Exercise description:
From the microplastics article below, list every numerical figure it gives, each with what it refers to.

Source extract:
************

Enteric viruses that cause diarrhoea and stomach upsets, such as rotavirus, were found to survive in water by attaching to microplastics, tiny particles less than 5mm long. They remain infectious, University of Stirling researchers found, posing a potential health risk.
Prof Richard Quilliam, lead researcher on the project at Stirling University, said: “We found that viruses can attach to microplastics and that allows them to survive in the water for three days, possibly longer.”
While previous research had been carried out in sterile settings, this is the first research into how viruses behave in the environment, Quilliam said. However, he used standard laboratory methods to determine whether viruses found on microplastics in water were infectious.
“We weren’t sure how well viruses could survive by ‘hitchhiking’ on plastic in the environment, but they do survive and they do remain infectious,” he said.
The findings, part of a £1.85m project funded by the Natural Environment Research Council looking at how plastics transport bacteria and viruses, concluded that microplastics enabled pathogen transfer in the environment. The paper is published in the journal Environmental Pollution.

************

Stored data:

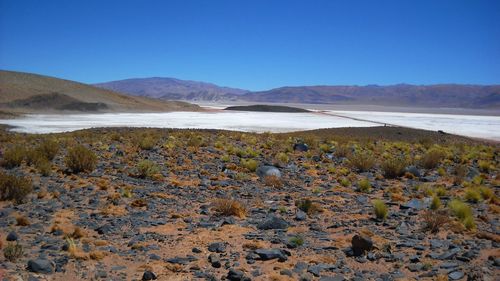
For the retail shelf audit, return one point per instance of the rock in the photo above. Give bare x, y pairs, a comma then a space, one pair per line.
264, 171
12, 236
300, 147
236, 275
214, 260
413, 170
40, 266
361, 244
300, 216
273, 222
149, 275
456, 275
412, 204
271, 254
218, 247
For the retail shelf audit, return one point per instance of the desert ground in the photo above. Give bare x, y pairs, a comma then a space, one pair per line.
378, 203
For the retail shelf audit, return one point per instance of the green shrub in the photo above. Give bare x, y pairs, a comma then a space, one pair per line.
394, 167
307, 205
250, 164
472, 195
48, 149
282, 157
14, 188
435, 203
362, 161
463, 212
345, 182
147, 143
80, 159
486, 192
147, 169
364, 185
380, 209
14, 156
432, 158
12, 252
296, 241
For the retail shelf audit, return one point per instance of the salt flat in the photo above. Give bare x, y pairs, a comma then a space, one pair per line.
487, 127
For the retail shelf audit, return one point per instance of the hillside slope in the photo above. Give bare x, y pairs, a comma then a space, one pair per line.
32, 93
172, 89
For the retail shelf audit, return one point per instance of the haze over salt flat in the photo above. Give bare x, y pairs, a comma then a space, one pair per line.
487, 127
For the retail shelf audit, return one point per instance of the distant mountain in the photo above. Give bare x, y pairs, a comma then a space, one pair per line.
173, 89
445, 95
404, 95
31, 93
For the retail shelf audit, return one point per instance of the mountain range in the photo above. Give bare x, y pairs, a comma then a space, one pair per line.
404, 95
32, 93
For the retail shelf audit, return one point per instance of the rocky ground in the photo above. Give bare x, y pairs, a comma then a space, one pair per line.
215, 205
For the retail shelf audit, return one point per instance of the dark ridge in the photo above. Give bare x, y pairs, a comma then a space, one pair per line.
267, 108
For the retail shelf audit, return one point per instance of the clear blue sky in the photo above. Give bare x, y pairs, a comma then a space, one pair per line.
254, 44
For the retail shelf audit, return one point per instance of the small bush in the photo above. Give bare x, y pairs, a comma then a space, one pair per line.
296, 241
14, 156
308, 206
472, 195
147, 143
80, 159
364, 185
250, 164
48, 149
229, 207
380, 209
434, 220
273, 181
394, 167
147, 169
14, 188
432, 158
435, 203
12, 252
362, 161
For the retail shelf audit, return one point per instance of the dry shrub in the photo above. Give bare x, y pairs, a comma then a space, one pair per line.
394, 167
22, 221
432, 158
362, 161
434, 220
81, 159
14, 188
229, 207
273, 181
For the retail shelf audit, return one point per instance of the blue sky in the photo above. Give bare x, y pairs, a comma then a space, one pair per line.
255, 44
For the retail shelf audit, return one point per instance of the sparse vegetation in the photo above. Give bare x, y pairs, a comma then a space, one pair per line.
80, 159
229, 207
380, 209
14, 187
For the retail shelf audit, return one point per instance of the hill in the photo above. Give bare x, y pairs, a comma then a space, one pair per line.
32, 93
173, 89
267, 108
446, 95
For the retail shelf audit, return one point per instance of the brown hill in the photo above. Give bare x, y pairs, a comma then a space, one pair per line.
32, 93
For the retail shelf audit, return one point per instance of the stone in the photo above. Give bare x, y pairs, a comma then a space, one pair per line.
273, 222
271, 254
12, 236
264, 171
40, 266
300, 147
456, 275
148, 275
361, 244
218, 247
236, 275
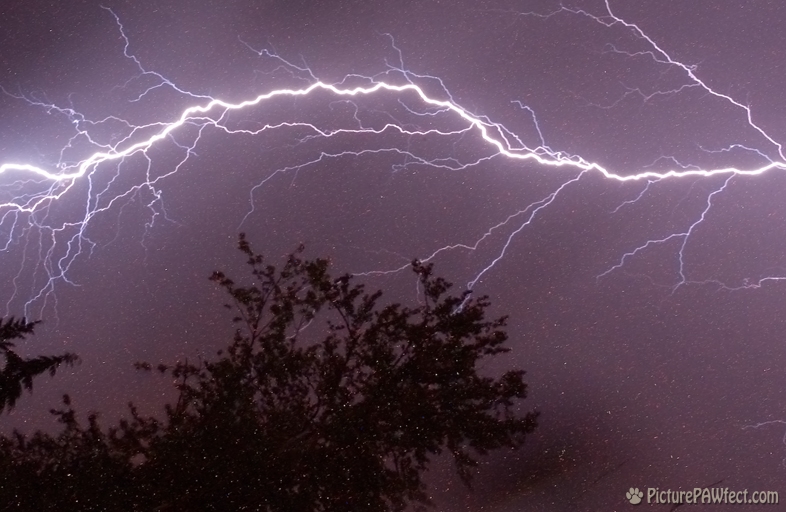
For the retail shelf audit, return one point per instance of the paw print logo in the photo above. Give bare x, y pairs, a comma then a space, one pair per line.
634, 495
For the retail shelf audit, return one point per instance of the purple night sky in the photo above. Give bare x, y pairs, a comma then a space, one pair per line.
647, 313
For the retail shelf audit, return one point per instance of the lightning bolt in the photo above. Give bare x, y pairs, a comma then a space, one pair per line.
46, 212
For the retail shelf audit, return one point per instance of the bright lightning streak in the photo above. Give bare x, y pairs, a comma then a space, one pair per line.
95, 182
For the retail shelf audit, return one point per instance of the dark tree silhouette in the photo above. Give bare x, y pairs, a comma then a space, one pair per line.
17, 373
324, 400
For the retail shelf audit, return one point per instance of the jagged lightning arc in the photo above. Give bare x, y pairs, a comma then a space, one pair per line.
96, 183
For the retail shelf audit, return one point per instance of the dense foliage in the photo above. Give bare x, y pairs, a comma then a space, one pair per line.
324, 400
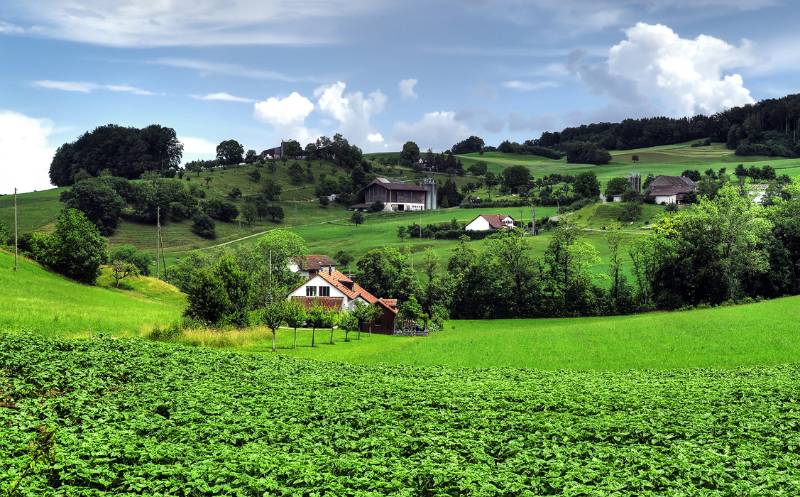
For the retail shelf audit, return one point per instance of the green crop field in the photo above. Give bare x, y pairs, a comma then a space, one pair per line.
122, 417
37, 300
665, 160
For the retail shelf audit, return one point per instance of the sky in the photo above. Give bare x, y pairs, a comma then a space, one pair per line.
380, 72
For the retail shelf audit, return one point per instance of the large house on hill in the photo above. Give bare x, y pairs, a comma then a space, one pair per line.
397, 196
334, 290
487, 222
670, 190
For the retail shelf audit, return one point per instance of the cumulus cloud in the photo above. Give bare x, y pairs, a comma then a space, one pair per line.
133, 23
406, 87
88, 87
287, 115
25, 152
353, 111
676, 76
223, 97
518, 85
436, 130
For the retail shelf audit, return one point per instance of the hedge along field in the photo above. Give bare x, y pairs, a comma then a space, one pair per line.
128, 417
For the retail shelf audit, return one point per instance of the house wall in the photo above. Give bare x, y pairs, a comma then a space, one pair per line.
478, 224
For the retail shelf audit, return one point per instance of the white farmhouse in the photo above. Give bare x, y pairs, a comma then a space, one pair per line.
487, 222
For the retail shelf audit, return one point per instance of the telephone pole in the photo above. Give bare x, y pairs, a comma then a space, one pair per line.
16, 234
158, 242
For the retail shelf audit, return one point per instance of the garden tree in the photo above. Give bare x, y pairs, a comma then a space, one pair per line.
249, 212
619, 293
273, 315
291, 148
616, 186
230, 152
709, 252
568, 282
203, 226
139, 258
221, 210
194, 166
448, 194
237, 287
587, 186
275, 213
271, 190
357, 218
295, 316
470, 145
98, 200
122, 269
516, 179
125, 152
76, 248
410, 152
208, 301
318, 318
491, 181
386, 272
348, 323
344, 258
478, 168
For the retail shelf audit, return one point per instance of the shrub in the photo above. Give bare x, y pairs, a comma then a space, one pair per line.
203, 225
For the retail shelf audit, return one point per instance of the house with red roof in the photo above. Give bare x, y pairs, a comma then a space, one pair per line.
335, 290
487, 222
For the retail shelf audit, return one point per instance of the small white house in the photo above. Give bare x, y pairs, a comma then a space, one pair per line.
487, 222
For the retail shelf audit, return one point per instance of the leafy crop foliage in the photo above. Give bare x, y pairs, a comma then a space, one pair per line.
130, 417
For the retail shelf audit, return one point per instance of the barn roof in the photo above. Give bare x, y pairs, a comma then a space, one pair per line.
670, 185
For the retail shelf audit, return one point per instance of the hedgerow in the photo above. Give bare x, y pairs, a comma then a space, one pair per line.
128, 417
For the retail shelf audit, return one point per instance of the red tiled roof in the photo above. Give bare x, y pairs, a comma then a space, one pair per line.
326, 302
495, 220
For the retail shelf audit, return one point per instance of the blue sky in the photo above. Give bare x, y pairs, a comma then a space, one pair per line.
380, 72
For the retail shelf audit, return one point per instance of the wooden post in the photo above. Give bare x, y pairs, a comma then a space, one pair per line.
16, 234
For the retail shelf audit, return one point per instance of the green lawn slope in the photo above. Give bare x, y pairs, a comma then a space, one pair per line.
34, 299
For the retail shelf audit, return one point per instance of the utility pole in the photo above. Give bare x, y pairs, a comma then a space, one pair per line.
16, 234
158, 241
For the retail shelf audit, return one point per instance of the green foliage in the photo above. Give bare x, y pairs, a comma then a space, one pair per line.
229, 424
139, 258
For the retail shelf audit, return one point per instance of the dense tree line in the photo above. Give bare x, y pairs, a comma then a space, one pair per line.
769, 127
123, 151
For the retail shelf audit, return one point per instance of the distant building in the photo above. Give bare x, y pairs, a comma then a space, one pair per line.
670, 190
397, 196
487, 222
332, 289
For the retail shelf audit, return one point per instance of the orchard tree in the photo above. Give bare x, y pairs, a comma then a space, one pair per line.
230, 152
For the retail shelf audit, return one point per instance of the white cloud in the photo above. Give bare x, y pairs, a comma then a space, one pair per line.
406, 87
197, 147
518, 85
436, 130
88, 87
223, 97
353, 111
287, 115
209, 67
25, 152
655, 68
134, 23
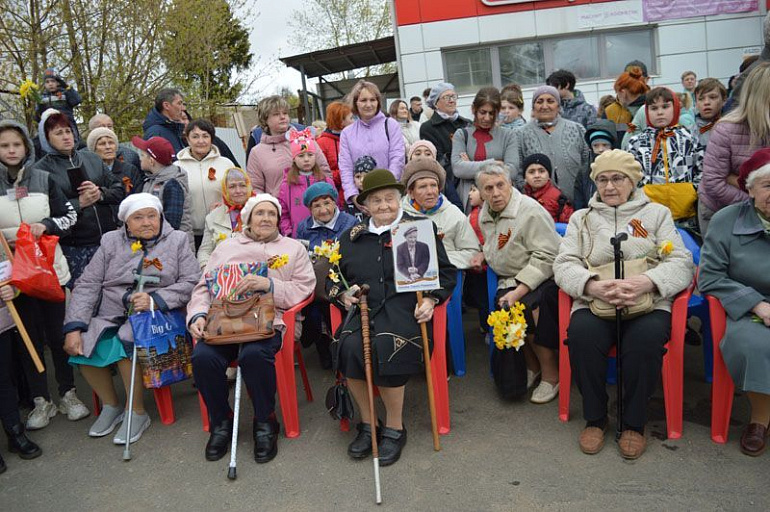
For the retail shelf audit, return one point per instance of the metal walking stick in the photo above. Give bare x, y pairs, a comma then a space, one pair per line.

************

Finished exercise:
- Less than 5mm: the length of the tiny particles called microplastics.
- Three days, possibly longer: how long viruses attached to microplastics can survive in the water.
- £1.85m: the cost of the project, funded by the Natural Environment Research Council, that produced the findings.